▸ The request: Turn every line of the items below into a numbered list, skipping any blank lines. Leave the pictures out of your answer.
----- Data in this exercise -----
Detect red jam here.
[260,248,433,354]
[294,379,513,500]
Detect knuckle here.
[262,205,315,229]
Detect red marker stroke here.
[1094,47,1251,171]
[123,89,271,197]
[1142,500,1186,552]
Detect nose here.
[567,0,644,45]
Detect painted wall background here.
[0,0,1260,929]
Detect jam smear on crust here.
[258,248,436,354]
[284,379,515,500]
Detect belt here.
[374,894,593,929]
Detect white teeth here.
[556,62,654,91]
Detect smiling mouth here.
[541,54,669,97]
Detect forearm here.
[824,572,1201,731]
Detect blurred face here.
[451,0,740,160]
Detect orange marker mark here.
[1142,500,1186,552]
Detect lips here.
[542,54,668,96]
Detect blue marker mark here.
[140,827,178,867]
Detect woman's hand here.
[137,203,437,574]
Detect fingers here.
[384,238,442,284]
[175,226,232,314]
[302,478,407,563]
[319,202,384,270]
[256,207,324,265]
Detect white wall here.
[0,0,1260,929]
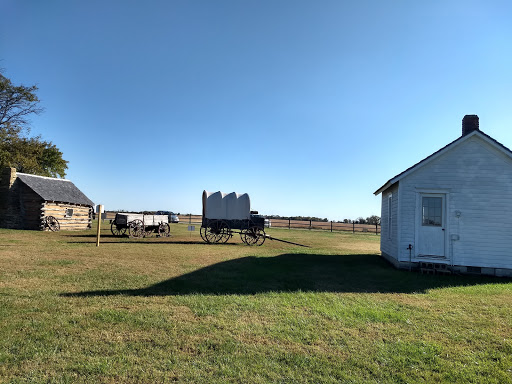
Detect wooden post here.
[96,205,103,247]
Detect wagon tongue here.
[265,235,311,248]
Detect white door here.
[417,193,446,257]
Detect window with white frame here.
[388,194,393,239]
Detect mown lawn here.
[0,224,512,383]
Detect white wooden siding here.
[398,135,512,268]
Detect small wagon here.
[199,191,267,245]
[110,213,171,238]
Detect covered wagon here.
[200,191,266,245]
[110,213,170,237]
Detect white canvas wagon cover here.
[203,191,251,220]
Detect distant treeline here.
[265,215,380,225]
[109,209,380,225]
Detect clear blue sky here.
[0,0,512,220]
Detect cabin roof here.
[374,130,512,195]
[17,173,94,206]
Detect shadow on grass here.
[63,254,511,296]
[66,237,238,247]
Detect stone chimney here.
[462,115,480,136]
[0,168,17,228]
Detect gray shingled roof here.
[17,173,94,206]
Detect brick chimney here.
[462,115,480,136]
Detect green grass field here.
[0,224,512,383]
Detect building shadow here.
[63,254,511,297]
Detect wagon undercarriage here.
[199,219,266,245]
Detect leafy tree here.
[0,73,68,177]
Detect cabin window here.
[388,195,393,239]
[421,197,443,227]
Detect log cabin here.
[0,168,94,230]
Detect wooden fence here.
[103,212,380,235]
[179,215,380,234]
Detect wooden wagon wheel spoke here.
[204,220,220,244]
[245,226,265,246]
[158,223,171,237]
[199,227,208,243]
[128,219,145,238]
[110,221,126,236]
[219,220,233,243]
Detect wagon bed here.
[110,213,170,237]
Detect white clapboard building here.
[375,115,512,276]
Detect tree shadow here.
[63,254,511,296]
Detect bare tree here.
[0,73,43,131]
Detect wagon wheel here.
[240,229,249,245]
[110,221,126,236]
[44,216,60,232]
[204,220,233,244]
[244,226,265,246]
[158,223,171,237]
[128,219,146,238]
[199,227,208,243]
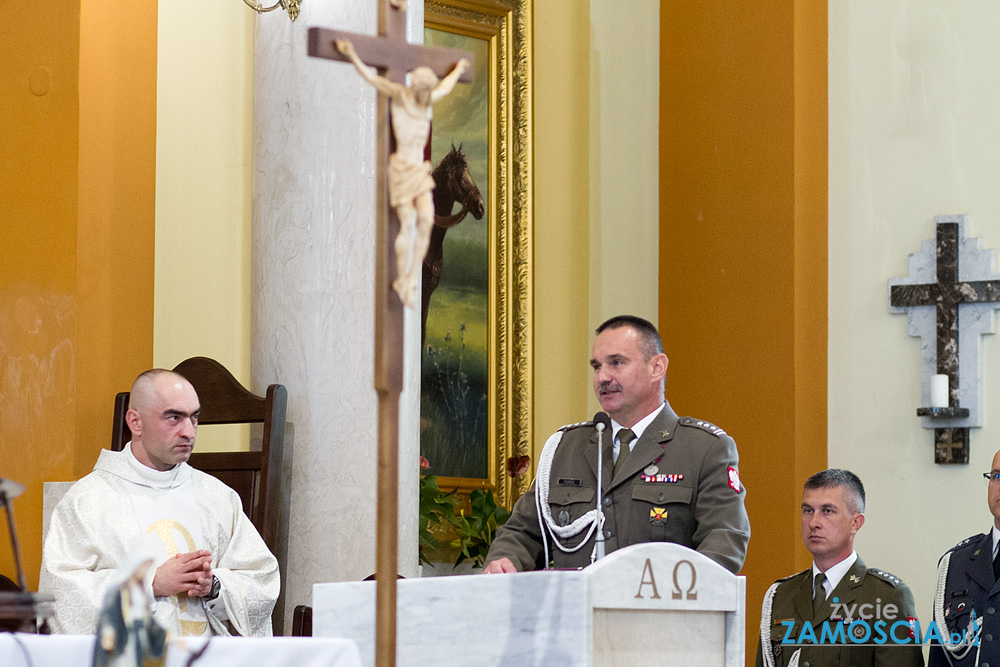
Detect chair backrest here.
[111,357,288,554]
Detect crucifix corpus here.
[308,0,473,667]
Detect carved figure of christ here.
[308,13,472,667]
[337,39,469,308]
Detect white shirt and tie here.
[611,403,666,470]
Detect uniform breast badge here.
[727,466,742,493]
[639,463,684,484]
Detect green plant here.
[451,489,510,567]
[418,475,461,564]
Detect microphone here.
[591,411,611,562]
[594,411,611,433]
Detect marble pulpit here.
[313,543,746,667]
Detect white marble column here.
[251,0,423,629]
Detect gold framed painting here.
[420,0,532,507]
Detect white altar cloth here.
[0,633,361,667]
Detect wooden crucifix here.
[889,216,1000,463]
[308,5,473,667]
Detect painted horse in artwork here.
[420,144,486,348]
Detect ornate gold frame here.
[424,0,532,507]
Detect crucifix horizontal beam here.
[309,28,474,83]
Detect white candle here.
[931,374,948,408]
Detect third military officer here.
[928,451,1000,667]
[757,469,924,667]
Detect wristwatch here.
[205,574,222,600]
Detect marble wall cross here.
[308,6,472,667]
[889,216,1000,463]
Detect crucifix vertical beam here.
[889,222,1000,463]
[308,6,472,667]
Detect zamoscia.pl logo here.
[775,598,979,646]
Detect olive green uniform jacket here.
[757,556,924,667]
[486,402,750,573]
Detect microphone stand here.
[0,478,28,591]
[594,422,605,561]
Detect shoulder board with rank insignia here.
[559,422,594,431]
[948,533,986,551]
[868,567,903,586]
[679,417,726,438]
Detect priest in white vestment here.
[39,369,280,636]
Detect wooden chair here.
-----
▸ Result for this exercise:
1. Detect red jam here.
2. [260,248,433,354]
3. [294,379,513,500]
4. Detect knuckle here.
5. [262,205,315,229]
6. Detect red marker stroke here.
7. [1094,47,1251,171]
8. [123,89,271,197]
9. [1142,500,1186,552]
10. Detect nose here.
11. [567,0,644,45]
12. Detect painted wall background here.
13. [0,0,1260,929]
14. Detect jam smear on crust here.
15. [258,248,436,354]
16. [284,379,515,500]
17. Detect belt here.
18. [374,894,593,929]
19. Detect white teeth here.
20. [556,62,654,91]
21. Detect smiling mouth here.
22. [541,54,669,97]
23. Detect forearm here.
24. [824,572,1201,731]
25. Detect blurred face here.
26. [451,0,740,160]
27. Detect orange marker mark here.
28. [1142,500,1186,552]
29. Detect lips here.
30. [542,54,668,96]
31. Detect blue marker mark here.
32. [140,827,178,867]
33. Detect woman's hand here.
34. [137,203,437,574]
35. Detect fingers here.
36. [384,238,442,284]
37. [175,226,232,314]
38. [302,478,407,563]
39. [319,202,384,270]
40. [256,207,324,265]
41. Detect white wall here.
42. [0,0,1260,929]
43. Detect wooden post here.
44. [96,205,103,247]
45. Detect wagon tongue here.
46. [265,235,311,248]
47. Detect white door here.
48. [417,193,446,257]
49. Detect window with white frame here.
50. [388,194,393,239]
51. Detect mown lawn here.
52. [0,224,512,383]
53. Detect white wooden siding here.
54. [398,135,512,268]
55. Detect small wagon here.
56. [199,191,267,245]
57. [110,213,171,238]
58. Detect covered wagon here.
59. [200,191,266,245]
60. [110,213,170,237]
61. Detect white canvas wagon cover here.
62. [203,191,251,220]
63. Detect distant treeline here.
64. [265,215,380,225]
65. [109,209,380,225]
66. Detect clear blue sky here.
67. [0,0,512,220]
68. Detect cabin roof here.
69. [374,130,512,195]
70. [17,173,94,206]
71. Detect shadow on grass here.
72. [63,254,511,296]
73. [66,237,238,247]
74. Detect stone chimney here.
75. [462,115,480,136]
76. [0,168,17,228]
77. Detect gray shingled roof here.
78. [17,173,94,206]
79. Detect brick chimney here.
80. [462,115,480,136]
81. Detect green grass field here.
82. [0,224,512,383]
83. Detect building shadow here.
84. [63,254,511,297]
85. Detect wagon undercarriage here.
86. [199,219,266,245]
87. Detect leafy tree here.
88. [0,73,68,177]
89. Detect cabin window here.
90. [388,195,393,239]
91. [421,197,443,227]
92. Detect log cabin here.
93. [0,168,94,230]
94. Detect wooden fence here.
95. [103,212,380,235]
96. [179,215,380,234]
97. Detect wooden wagon wheel spoke here.
98. [204,220,220,244]
99. [245,226,265,246]
100. [158,223,171,237]
101. [199,227,208,243]
102. [128,219,145,238]
103. [110,221,126,236]
104. [219,220,233,243]
105. Detect wagon bed here.
106. [110,213,170,237]
107. Detect white clapboard building here.
108. [375,115,512,276]
109. Detect tree shadow here.
110. [63,254,511,296]
111. Detect bare tree here.
112. [0,73,43,131]
113. Detect wagon wheel here.
114. [240,229,249,245]
115. [110,221,126,236]
116. [44,216,60,232]
117. [204,220,233,244]
118. [244,226,265,246]
119. [158,223,171,237]
120. [128,219,146,238]
121. [199,227,208,243]
122. Detect chair backrest here.
123. [111,357,288,554]
124. Detect crucifix corpus here.
125. [308,0,473,667]
126. Detect carved figure of christ here.
127. [308,13,472,667]
128. [337,39,469,308]
129. Detect white shirt and tie here.
130. [611,403,666,470]
131. Detect uniform breast badge here.
132. [727,466,742,493]
133. [639,463,684,484]
134. Detect green plant here.
135. [451,489,510,567]
136. [418,475,461,564]
137. Detect microphone here.
138. [591,411,611,562]
139. [594,411,611,433]
140. Detect marble pulpit here.
141. [313,543,746,667]
142. Detect white marble column here.
143. [251,0,423,629]
144. Detect gold framed painting here.
145. [420,0,532,507]
146. Detect white altar cloth here.
147. [0,633,361,667]
148. Detect wooden crucifix here.
149. [889,216,1000,463]
150. [308,5,473,667]
151. Detect painted horse in artwork here.
152. [420,144,486,348]
153. Detect ornate gold frame here.
154. [424,0,532,507]
155. Detect crucifix horizontal beam here.
156. [309,28,474,83]
157. Detect white candle here.
158. [931,374,948,408]
159. Detect third military officer here.
160. [928,451,1000,667]
161. [757,469,924,667]
162. Detect wristwatch here.
163. [205,574,222,600]
164. Detect marble wall cross here.
165. [308,6,472,667]
166. [889,216,1000,463]
167. Detect crucifix vertical beam here.
168. [889,222,1000,463]
169. [308,6,472,667]
170. Detect zamoscia.pl logo here.
171. [775,598,979,646]
172. Detect olive green uniform jacket here.
173. [757,556,924,667]
174. [486,402,750,573]
175. Detect microphone stand here.
176. [0,478,28,591]
177. [594,422,605,561]
178. Detect shoulder board with rank insignia here.
179. [559,422,594,431]
180. [948,533,986,551]
181. [868,567,903,586]
182. [679,417,726,438]
183. Detect priest in white vestment here.
184. [39,369,280,636]
185. Detect wooden chair here.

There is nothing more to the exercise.